--- SUPPLIED DATA ---
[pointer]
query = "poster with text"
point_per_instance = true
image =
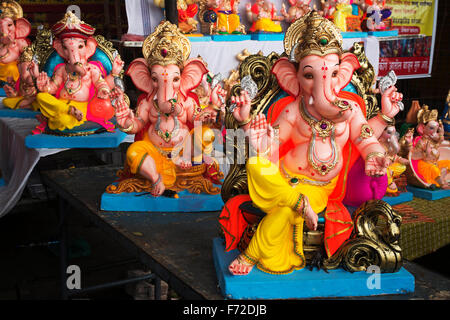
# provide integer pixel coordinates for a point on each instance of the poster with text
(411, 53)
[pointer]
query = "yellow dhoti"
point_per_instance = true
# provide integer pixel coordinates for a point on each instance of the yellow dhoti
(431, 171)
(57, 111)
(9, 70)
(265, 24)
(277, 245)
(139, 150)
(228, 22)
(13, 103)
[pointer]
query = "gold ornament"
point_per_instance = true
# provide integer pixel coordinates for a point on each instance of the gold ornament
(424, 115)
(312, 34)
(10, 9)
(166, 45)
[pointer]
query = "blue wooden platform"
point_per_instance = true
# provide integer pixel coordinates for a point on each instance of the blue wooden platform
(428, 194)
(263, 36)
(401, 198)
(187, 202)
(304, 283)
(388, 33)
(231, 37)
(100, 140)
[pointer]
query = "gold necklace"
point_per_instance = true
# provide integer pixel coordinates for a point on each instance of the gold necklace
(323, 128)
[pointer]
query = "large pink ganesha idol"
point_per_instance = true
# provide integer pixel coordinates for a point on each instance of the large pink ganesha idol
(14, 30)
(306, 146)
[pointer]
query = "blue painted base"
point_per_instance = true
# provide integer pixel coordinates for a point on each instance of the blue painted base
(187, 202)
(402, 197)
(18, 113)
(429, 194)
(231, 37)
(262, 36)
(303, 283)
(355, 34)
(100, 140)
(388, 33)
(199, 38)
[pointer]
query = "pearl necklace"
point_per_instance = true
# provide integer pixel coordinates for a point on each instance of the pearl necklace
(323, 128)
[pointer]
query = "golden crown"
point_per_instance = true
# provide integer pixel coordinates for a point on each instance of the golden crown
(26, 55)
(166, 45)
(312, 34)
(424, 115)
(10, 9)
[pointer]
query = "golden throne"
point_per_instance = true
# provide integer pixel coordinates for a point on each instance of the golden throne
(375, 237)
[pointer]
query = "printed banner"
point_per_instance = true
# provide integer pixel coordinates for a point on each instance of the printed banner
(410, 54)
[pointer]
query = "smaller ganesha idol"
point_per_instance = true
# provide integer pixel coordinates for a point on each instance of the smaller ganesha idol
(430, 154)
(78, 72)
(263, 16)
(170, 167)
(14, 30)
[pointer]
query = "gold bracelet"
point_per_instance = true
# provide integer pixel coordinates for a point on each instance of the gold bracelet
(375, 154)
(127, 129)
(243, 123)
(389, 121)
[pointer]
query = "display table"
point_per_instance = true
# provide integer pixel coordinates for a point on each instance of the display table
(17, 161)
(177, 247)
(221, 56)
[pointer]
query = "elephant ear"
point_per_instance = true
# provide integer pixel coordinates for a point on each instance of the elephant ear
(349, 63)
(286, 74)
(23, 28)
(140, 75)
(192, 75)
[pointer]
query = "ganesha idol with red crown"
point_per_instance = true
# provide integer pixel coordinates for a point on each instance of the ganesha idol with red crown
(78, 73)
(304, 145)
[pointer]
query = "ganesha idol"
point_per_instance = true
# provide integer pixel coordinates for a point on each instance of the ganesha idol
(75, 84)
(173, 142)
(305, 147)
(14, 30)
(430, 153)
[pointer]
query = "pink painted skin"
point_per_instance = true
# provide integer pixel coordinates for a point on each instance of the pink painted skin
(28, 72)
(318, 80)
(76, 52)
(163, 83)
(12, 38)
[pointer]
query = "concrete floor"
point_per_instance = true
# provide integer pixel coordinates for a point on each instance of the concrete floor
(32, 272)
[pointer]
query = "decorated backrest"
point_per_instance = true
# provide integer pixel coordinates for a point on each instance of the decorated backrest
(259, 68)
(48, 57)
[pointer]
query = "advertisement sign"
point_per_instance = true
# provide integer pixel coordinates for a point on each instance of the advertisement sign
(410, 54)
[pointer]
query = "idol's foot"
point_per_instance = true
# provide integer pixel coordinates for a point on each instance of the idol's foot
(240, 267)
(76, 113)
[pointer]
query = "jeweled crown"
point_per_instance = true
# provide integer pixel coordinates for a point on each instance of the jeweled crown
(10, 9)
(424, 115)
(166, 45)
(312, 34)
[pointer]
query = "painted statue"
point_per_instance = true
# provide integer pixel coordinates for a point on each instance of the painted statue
---
### [PROMPT]
In your copy of the material, every word must match and no image should appear.

### [WRITTEN REPLY]
[pointer]
query = "poster with text"
point_per_instance = true
image =
# provide integer pixel coordinates for a point on each instance of the poster with text
(411, 53)
[pointer]
query = "yellow dhoti"
point_per_instance = true
# provide integer pixel coordinates for a point on each instance of the yellow dhoti
(431, 171)
(57, 111)
(9, 70)
(265, 24)
(277, 245)
(139, 150)
(228, 22)
(13, 103)
[pointer]
query = "gold ornament"
point_per_instance = true
# provide integer pixel coordinates for a point on each instance of the gold ornament
(424, 115)
(312, 34)
(10, 9)
(166, 45)
[pointer]
query = "blue wooden platform"
point_per_instance = true
# provide integer pixel coordinates for a point on each instance of the blue wooden platform
(428, 194)
(263, 36)
(401, 198)
(187, 202)
(304, 283)
(388, 33)
(231, 37)
(100, 140)
[pointer]
query = "gold necklace"
point_per_instance = true
# provide integer pixel coordinates for a point on each instance of the gold necklace
(323, 128)
[pointer]
query = "large pink ganesha idol"
point_per_instance = true
# provide integer pixel coordinates for a point on each instance of the large pink ganesha idol
(14, 30)
(306, 146)
[pointer]
query = "blue painted base"
point_per_instance = true
# provide integer pixel coordinates for a point on each instance of the blue painted base
(187, 202)
(402, 197)
(18, 113)
(429, 194)
(231, 37)
(262, 36)
(303, 283)
(355, 34)
(100, 140)
(388, 33)
(199, 38)
[pointer]
query = "pearl necklace"
point_per_instance = true
# provide integer pixel coordinates for a point on each instance of the pearl necklace
(323, 128)
[pointer]
query = "golden crown"
point_per_instance = true
# provide integer pixel coordinates for a point on each instance of the golden crown
(26, 55)
(166, 45)
(312, 34)
(424, 115)
(10, 9)
[pointer]
query = "golden throne"
point_per_instance = true
# provide integer pixel coordinates for a point on each instance of the golden throne
(375, 237)
[pointer]
query = "printed banner"
point_per_instance = true
# provide integer pixel coordinates for a point on each instance of the printed banner
(410, 54)
[pointer]
query = "smaller ganesha idol"
point_per_instance = true
# provide integer pixel coordinates for a point on each instance of the smaller ganesha idol
(430, 154)
(78, 72)
(263, 16)
(170, 167)
(14, 30)
[pointer]
query = "gold bracelet"
point_per_instance = true
# provide integer pixel coordinates for a point on each instance of the gold bracelet
(375, 154)
(127, 129)
(243, 123)
(389, 121)
[pointer]
query = "display table"
point_per_instance = true
# provide integer pixel coordinates for a point on each instance of the display table
(17, 161)
(177, 247)
(221, 56)
[pointer]
query = "elephant ear"
point_per_instance = true
# provide integer pixel coordinates for a point on each instance of the elephant ear
(349, 63)
(286, 74)
(23, 28)
(140, 75)
(192, 75)
[pointer]
query = "ganesha idol with red crown"
point_per_instance = true
# provide integer pixel coordinates for a point on each instance of the ganesha idol with red crown
(78, 73)
(304, 145)
[pointer]
query = "ganesha idol"
point_per_instance = true
# provide integer pixel coordinates for a point on each instance of the ganesha idol
(75, 84)
(173, 142)
(305, 147)
(14, 30)
(430, 153)
[pointer]
query = "pink painted skin"
point_per_instance = true
# provide integer pixel coordinates for a point on each instance of the pink painted skin
(28, 72)
(318, 80)
(76, 52)
(163, 83)
(12, 38)
[pointer]
query = "concrete floor"
point_per_instance = true
# provide integer pixel coordinates for a point on each instance of the concrete floor
(32, 272)
[pointer]
query = "decorated backrest"
point_per_instance = true
# provide integer pixel coordinates for a point on each instance of the decorated backrest
(259, 68)
(48, 57)
[pointer]
query = "advertisement sign"
point_per_instance = true
# provide integer pixel coordinates for a point on each instance of the advertisement sign
(410, 54)
[pointer]
query = "idol's foot"
point_per_instance = true
# provide integer pixel coordinates for a point on each instance of the idol's foot
(240, 267)
(76, 113)
[pointer]
query = "jeweled crown"
point_per_instance = true
# provide integer pixel coordinates for a point on each instance of the jeweled crown
(10, 9)
(424, 115)
(166, 45)
(312, 34)
[pointer]
query = "painted statue"
point_per_instance = true
# provide integer pixel coordinates for a point on each instance of the painted statue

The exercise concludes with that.